WHAT YOU NEED TO DO | Output the entries verbatim, including every line.

DATA LINES |
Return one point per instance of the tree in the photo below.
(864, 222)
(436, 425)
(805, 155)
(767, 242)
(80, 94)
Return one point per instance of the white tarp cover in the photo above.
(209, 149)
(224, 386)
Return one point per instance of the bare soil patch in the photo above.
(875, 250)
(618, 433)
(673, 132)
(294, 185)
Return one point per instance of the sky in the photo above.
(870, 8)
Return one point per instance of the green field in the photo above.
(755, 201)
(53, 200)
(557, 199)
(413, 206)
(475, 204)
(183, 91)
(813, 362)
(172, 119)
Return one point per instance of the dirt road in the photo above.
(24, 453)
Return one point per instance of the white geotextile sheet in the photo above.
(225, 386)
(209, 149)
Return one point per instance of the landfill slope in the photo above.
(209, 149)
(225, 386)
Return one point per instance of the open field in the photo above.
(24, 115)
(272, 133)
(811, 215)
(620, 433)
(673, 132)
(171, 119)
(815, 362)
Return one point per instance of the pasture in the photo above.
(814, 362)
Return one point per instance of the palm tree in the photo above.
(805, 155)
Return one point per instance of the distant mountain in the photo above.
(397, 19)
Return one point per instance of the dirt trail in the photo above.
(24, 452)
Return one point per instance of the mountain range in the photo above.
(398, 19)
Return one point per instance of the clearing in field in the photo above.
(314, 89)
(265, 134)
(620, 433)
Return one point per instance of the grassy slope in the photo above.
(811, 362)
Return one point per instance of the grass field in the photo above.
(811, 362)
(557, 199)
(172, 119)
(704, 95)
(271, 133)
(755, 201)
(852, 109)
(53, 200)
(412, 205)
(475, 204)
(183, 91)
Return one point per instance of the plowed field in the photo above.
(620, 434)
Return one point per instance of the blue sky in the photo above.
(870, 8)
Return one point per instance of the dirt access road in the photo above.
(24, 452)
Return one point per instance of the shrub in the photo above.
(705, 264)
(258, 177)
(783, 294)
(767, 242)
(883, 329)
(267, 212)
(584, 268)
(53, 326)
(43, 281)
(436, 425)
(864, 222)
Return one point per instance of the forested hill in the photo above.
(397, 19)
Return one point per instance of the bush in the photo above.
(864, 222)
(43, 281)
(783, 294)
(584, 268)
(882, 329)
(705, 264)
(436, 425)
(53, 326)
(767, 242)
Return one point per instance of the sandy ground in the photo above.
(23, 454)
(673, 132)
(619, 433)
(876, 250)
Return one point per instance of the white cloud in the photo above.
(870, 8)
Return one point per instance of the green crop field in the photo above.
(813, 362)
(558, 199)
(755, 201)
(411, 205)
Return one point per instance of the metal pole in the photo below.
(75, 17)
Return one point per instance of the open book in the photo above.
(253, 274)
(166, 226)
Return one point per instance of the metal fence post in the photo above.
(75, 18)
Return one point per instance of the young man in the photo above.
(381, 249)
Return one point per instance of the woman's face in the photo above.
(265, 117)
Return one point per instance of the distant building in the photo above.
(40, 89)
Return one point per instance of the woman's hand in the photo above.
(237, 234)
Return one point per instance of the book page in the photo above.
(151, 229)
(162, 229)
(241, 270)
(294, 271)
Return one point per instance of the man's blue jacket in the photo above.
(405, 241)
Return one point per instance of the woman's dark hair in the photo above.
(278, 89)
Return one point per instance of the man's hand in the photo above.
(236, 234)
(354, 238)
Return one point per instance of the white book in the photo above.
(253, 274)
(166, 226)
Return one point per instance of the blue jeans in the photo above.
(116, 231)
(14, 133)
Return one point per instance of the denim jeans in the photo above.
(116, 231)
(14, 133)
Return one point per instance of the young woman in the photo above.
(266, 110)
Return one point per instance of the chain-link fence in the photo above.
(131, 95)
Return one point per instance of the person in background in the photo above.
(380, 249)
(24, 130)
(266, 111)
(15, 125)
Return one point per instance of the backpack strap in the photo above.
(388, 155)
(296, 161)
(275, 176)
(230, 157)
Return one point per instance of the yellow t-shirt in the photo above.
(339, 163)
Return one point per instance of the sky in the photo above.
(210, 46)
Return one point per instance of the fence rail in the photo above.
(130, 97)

SOLUTION FOR THIS PROBLEM |
Return one point per instance of the tree in the photo below.
(864, 222)
(436, 425)
(805, 155)
(767, 242)
(80, 94)
Return one point per instance of the white tarp cover in the photo above.
(209, 149)
(224, 386)
Return one point per instance of the bare soil patch in the photo above.
(875, 250)
(618, 433)
(673, 132)
(294, 185)
Return one point per instance of the sky in the photo above.
(870, 8)
Return one point per instance of the green field in the photo above.
(755, 201)
(53, 200)
(557, 199)
(413, 206)
(475, 204)
(183, 91)
(813, 362)
(172, 119)
Return one point per instance of the dirt road in the photo above.
(24, 453)
Return one point per instance of the white geotextile sheet in the photo above.
(225, 386)
(209, 149)
Return one point per instance of the landfill slope in the photo above.
(209, 149)
(225, 386)
Return one point per instance of the open field in the photo above.
(24, 115)
(272, 133)
(811, 215)
(620, 433)
(673, 132)
(171, 119)
(815, 362)
Return one point per instance of the pasture in the photo above.
(814, 362)
Return one point per instance of the palm tree in the photo above.
(805, 155)
Return one point per instance of the distant mountain in the photo above.
(397, 19)
Return one point per instance of the dirt trail in the photo above.
(24, 452)
Return one point per instance of the mountain range in the photo above.
(398, 19)
Return one point per instance of the clearing in field in the photo above.
(314, 89)
(265, 134)
(620, 433)
Return one point per instance of the grassy slope in the photo above.
(811, 362)
Return one point per instance of the grass field in the photo above.
(811, 362)
(557, 199)
(172, 119)
(704, 95)
(271, 133)
(755, 201)
(852, 109)
(53, 200)
(412, 205)
(475, 204)
(183, 91)
Return one point per instance of the plowed field in the photo above.
(620, 434)
Return one point per instance of the blue sky in the photo above.
(870, 8)
Return one point per instance of the dirt access road in the photo above.
(24, 452)
Return one point per instance of the shrub in the photo above.
(705, 264)
(258, 177)
(783, 294)
(767, 242)
(883, 329)
(267, 212)
(584, 268)
(53, 326)
(43, 281)
(436, 425)
(864, 222)
Return one point per instance of the forested hill in the photo above.
(397, 19)
Return one point per instance of the bush in the photo above.
(864, 222)
(43, 281)
(783, 294)
(584, 268)
(882, 329)
(705, 264)
(436, 425)
(53, 326)
(767, 242)
Return one point per instance of the sandy ground in the photo above.
(23, 454)
(673, 132)
(619, 433)
(876, 250)
Return one point per instance of the white cloud in the photo above.
(870, 8)
Return one point per instance of the green crop field in the photo above.
(813, 362)
(558, 199)
(755, 201)
(411, 205)
Return one point per instance of the metal pole in the photo below.
(75, 17)
Return one point per instance of the open book in the photo above.
(253, 274)
(166, 226)
Return one point per instance of the metal fence post in the photo above.
(75, 18)
Return one point per instance of the young man in the photo above.
(381, 249)
Return one point per instance of the woman's face in the photo above.
(265, 117)
Return one point per instance of the distant building in the photo above.
(40, 89)
Return one point per instance of the woman's hand in the photo above.
(237, 234)
Return one point per instance of the book page in the photo above.
(151, 229)
(162, 229)
(241, 270)
(294, 271)
Return one point per instance of the man's blue jacket in the photo above.
(405, 241)
Return one point per instance of the woman's dark hair in the photo above.
(278, 89)
Return one point per instance of the man's hand in the photo above.
(236, 234)
(354, 238)
Return one point per instance of the white book in the photo above.
(253, 274)
(166, 226)
Return one point per instance of the blue jeans in the photo above.
(116, 231)
(14, 133)
Return one point per instance of the denim jeans in the photo above.
(116, 231)
(14, 133)
Return one point per instance of the young woman in the photo above.
(266, 110)
Return one point per instance of the chain-link fence in the photo above.
(131, 95)
Return one point per instance of the person in background in the photo above.
(380, 249)
(24, 130)
(266, 111)
(15, 125)
Return one point per instance of the backpack strap in the photo above.
(388, 155)
(296, 161)
(275, 176)
(230, 157)
Return one point per instance of the yellow t-shirt in the photo above.
(339, 163)
Return one point per instance of the sky in the photo above.
(210, 46)
Return one point per instance of the fence rail in the photo above.
(130, 97)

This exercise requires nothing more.